## Begin

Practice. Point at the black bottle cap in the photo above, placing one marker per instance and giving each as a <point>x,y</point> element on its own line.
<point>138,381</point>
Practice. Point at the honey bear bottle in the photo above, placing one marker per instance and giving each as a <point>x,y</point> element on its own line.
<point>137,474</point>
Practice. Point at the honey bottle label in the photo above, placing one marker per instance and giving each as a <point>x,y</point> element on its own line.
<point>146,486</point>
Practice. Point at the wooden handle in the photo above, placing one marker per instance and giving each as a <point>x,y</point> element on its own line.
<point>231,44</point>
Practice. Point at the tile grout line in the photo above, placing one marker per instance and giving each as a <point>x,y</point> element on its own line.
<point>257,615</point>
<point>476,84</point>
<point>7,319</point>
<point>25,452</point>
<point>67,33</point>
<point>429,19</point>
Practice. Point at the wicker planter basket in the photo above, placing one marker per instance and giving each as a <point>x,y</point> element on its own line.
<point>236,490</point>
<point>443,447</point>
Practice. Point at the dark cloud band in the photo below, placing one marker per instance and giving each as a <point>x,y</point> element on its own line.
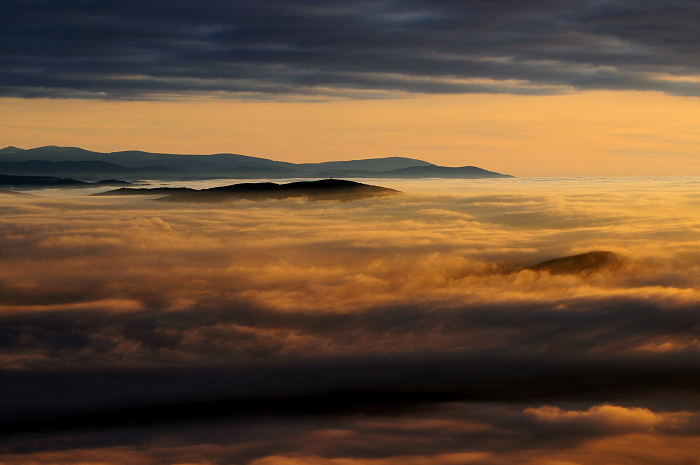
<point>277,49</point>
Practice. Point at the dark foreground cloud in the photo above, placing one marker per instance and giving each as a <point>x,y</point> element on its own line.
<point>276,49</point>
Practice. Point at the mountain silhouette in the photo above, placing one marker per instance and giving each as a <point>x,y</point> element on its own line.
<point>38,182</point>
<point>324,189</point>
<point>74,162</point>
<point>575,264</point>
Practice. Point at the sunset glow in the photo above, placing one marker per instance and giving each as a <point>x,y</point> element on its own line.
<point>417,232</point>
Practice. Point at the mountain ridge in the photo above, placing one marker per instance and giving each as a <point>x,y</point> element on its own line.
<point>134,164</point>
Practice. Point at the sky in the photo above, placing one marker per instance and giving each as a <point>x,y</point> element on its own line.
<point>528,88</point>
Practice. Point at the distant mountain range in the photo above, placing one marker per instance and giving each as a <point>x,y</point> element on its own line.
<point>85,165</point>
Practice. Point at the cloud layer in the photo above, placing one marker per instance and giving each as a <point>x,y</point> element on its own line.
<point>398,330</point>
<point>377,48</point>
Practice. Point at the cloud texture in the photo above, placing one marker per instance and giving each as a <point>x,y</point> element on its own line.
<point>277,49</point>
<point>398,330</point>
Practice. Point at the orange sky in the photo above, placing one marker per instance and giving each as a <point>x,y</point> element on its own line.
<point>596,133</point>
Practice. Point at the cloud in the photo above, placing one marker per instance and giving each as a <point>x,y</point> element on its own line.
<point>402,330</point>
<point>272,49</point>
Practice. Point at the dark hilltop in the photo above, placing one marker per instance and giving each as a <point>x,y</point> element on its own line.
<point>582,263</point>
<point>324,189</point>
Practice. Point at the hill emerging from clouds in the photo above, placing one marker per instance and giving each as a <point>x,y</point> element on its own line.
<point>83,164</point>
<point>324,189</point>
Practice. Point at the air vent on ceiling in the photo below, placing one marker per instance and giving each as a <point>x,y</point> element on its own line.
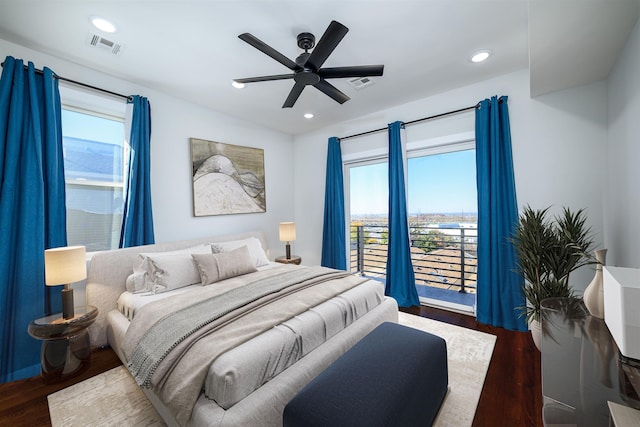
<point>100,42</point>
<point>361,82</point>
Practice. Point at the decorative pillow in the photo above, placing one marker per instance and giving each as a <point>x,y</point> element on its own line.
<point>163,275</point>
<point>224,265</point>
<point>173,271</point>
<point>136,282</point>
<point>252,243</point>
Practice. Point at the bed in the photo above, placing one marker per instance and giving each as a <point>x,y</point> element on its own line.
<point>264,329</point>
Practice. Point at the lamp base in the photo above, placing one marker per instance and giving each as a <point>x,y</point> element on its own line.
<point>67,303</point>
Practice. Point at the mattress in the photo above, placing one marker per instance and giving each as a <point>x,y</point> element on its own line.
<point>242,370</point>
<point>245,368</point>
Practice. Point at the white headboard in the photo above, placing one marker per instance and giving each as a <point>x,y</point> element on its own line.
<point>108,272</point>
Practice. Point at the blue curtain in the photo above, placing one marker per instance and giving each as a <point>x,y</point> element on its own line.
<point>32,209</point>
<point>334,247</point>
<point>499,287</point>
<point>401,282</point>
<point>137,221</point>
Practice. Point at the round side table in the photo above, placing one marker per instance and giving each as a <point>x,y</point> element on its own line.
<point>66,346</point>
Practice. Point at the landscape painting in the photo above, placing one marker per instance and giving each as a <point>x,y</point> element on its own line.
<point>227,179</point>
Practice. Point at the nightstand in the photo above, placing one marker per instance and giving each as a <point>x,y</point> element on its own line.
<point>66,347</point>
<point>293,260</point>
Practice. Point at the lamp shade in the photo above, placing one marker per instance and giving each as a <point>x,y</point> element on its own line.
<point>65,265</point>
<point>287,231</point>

## End

**PROBLEM DETAILS**:
Reproduce the records from the line with "Practice. Point at the mountain silhouette" to the line with "<point>575,264</point>", both included and nothing else, requests too. Multiply every point coordinate in the answers by 0.3, rounding to whole numbers with halves going up, and leave the requests and their format samples unchanged.

**RESPONSE**:
Practice. Point at the mountain silhouette in the photo above, placing one marker per instance and giving each as a <point>x,y</point> element on its own line.
<point>11,55</point>
<point>97,57</point>
<point>22,49</point>
<point>173,79</point>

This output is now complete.